Start of Selected text

(Pictured: Phoebe Bridgers.)
(Before we begin: I am humbled by the comments I have received both here and on social media regarding my latest podcast episode. I’m glad it struck a chord with so many people.)
At our house, Thanksgiving is not a mere speed bump on the way to Christmas. We do not bust out the Christmas music until the day after Thanksgiving.
Not everyone does this, of course. Radio stations across the country started switching to all-Christmas in early November, and in lots of markets (Madison is one of them), there’s more than one. Stations have found that Christmas music provides a reliable ratings boost, and this year, that boost is liable to be bigger than ever. Remember last spring, when people put their Christmas trees back up, cable channels ran Christmas movies, and a few radio stations played Christmas music for a while? If people were thirsty for holiday diversion in the early days of the pandemic, that thirst is likely to be even greater after a few months of it.
In the runup to Thanksgiving we do, however, keep an eye and ear out for music we might want to listen to once the season arrives. And like almost everybody else, we end up listening mostly to music we have listened to before.
—Earlier this year, Chicago’s Mighty Blue Kings were preparing to start playing live again after several years of hibernation, and then the pandemic intervened. They did, however, remaster and reissue their Christmas album, released in 2000. It’s one of the albums we listen to most often around here every Christmas, and it’s the best thing the band ever did, featuring their fabulous version of the William Bell/Booker T. Jones composition “Every Day Will Be Like a Holiday.”
—The 1963 album A Christmas Gift to You From Phil Spector has been a part of my holiday music collection practically from the start: it will be 50 years this Christmas since I first heard selections from it on the old WLS Holiday Festival of Music. Legacy Recordings has done new animated videos for a couple of the songs. The Ronettes’ “Sleigh Ride” is charming, and I’m not gonna lie, it got a little dusty in the office while I watched Darlene Love’s “Christmas (Baby Please Come Home).”
—At the end of 1973, a year in which America’s future started to look wobbly and bleak, Merle Haggard recorded a song about hard times called “If We Make It Through December,” which did a month at #1 on the Billboard country chart and crossed over to pop. When Haggard died in 2016, I wrote:
Saturday night is not always a party. Sunday morning does not always bring redemption. We are not destined to win all the time, in love or in anything else. Country music—any form of art, really—is lying to us if it fails to acknowledge all that. In truth, the only thing we know for sure is that we’re gonna have to deal with some shit. Maybe times will get better, and maybe they won’t. Maybe there will be a happy ending, and maybe there won’t.

End of Selected text
Start of Exercise data

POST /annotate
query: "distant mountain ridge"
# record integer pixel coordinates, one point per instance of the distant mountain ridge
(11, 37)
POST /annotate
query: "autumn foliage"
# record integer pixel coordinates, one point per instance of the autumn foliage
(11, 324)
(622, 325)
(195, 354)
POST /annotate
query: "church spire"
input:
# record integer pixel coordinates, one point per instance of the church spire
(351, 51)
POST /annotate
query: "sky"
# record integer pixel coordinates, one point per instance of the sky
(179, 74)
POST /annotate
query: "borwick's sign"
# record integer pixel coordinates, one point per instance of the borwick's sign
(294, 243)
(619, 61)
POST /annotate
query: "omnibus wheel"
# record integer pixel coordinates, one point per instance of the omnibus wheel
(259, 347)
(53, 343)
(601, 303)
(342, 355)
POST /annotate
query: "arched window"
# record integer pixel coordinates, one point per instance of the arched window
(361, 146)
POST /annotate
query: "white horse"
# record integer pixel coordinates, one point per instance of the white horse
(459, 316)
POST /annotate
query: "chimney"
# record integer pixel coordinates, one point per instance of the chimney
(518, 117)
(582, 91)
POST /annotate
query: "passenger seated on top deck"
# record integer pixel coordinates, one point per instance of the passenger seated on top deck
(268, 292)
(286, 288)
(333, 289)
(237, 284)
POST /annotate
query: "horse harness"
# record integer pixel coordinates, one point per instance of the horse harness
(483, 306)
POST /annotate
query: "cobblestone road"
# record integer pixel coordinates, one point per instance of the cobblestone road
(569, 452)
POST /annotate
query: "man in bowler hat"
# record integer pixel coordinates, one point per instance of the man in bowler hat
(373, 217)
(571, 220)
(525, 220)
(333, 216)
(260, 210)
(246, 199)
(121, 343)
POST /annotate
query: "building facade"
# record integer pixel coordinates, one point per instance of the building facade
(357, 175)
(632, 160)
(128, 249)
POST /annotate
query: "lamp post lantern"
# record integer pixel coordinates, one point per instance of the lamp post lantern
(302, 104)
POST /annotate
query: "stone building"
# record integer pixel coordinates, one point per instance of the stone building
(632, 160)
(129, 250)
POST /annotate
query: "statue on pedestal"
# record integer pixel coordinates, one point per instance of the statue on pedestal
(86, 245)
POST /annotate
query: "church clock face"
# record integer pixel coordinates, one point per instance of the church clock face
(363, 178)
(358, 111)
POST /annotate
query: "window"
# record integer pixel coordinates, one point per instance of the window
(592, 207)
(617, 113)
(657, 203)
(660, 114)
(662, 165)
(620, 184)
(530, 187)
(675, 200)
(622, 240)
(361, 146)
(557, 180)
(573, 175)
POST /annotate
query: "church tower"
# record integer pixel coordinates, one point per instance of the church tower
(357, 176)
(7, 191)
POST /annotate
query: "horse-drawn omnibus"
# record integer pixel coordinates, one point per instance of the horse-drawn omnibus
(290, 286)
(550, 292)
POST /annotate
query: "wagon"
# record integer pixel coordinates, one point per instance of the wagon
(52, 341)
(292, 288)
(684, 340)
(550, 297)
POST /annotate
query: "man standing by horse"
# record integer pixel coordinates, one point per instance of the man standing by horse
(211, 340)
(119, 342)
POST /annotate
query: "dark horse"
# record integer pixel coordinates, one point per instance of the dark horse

End of Exercise data

▶ Work instructions:
Answer from the text on holiday music:
1. In what year was the Mighty Blue Kings' Christmas album first released?
2. Who recorded "If We Make It Through December"?
3. In what year did A Christmas Gift to You From Phil Spector come out?

▶ Solution to this problem:
1. 2000
2. Merle Haggard
3. 1963